Rewrite all of the material from its first line down to the line containing "point(979, 370)", both ends included and the labeling instructions retained, adding 87 to every coordinate given as an answer while leaving the coordinates in the instructions and their format samples unchanged. Leave the pictures out of your response.

--------------------------------

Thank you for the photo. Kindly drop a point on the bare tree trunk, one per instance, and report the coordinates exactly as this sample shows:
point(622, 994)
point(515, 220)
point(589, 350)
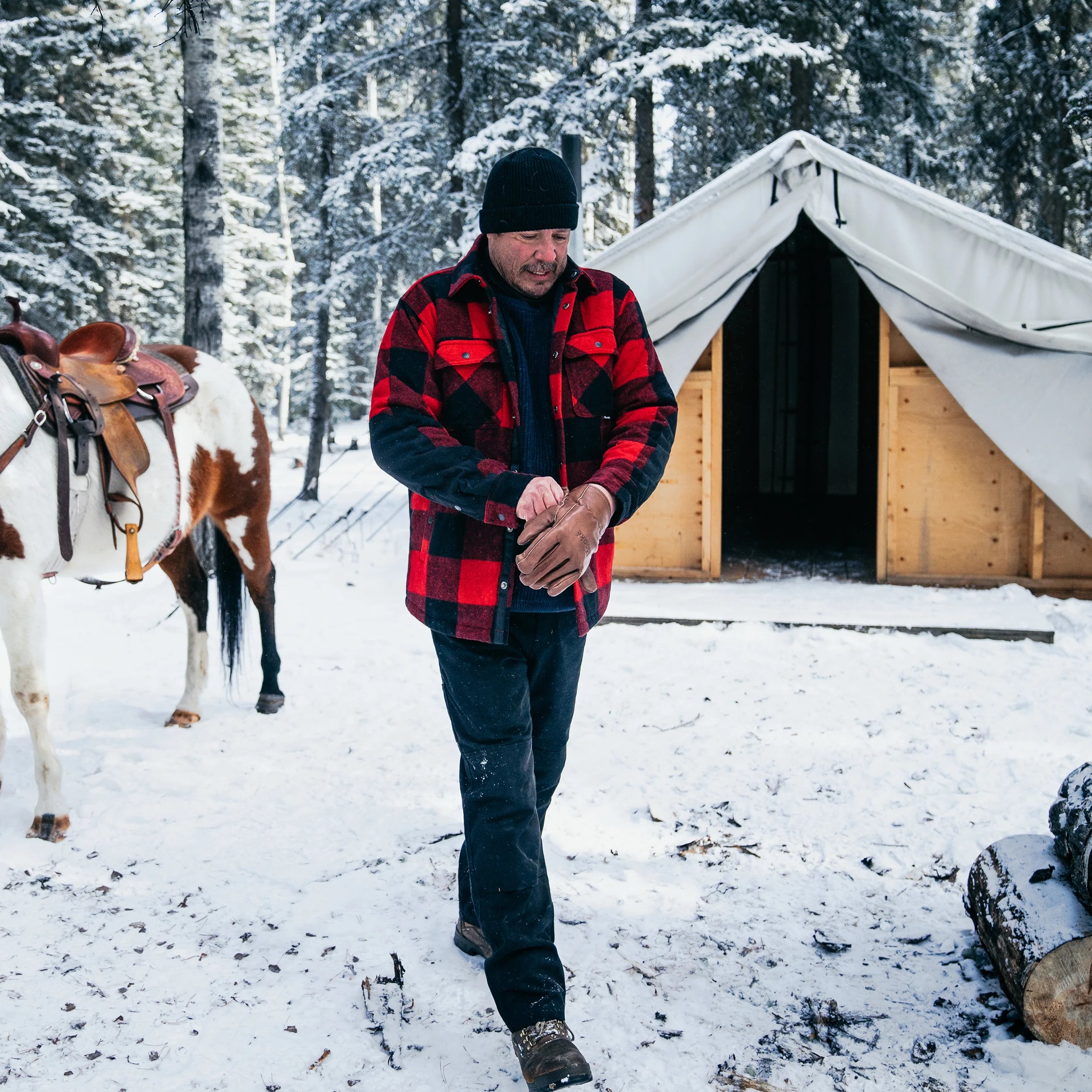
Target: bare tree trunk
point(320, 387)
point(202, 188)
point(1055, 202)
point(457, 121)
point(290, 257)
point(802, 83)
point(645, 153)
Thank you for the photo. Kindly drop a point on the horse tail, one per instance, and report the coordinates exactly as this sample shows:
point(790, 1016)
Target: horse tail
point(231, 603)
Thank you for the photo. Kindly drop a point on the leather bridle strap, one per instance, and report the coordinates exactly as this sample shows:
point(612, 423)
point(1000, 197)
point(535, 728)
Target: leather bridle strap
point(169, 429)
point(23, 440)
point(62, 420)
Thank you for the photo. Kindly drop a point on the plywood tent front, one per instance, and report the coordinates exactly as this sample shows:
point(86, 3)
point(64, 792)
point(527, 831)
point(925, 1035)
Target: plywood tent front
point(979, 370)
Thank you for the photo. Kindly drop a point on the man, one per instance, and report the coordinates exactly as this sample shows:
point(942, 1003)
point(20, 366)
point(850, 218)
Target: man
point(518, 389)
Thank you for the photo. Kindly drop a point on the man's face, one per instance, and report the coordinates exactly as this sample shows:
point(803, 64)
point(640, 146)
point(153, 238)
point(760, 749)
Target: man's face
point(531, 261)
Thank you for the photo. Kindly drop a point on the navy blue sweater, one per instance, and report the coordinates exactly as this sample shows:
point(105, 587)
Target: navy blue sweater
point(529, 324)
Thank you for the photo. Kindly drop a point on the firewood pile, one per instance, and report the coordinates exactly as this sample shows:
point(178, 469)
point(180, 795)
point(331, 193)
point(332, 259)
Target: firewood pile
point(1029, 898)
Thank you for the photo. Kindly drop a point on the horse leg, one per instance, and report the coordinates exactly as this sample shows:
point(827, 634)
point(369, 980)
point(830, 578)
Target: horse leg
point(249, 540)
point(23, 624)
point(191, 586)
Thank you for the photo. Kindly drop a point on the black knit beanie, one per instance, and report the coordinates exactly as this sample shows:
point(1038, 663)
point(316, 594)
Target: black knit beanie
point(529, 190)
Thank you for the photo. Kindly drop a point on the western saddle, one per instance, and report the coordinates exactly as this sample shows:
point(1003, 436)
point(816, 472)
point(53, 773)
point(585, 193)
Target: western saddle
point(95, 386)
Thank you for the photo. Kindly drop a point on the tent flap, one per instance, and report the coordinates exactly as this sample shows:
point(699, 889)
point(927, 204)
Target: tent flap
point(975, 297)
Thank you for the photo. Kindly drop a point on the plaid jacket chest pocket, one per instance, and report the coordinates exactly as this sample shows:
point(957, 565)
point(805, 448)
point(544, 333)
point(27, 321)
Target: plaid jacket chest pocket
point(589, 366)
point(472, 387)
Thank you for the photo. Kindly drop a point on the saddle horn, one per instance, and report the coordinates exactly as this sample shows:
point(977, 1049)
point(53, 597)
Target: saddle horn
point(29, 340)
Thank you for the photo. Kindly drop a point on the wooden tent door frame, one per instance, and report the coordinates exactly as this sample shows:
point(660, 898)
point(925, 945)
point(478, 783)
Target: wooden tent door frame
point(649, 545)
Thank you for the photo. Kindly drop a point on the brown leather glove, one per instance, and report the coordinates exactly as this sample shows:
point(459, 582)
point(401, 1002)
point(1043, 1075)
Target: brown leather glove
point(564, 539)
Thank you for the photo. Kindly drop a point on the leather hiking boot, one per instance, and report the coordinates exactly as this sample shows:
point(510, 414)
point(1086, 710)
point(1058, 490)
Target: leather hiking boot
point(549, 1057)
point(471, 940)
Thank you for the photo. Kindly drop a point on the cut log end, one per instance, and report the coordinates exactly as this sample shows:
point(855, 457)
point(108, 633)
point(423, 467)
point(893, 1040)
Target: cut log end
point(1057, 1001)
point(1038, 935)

--------------------------------

RESPONSE TO THE EXERCISE:
Thank you for the photo. Kindly drop a point on the bare tree trunk, one per instance, and report the coordinates exactly as this sample shows:
point(622, 994)
point(515, 220)
point(589, 350)
Target: bare tree trunk
point(407, 474)
point(289, 275)
point(1142, 289)
point(544, 208)
point(377, 344)
point(889, 170)
point(732, 240)
Thank you for the photo. Kindly drop a point on the horse tail, one per instance, and report the coordinates exactly as this sample shows:
point(790, 1016)
Target: horse tail
point(318, 690)
Thank you for the photo. Kindly drop a point on the leather bridle strap, one per instance, and report the coordinates exactly as this sample shows:
point(612, 423)
point(1000, 197)
point(535, 728)
Target: leather bridle strap
point(256, 516)
point(110, 527)
point(149, 507)
Thank you for the photo. Kindly drop a point on the plywood tent front, one per instance, and report the coordinates exactly as this sample shows:
point(86, 3)
point(64, 792)
point(527, 831)
point(925, 1035)
Target: plywood tent front
point(1066, 457)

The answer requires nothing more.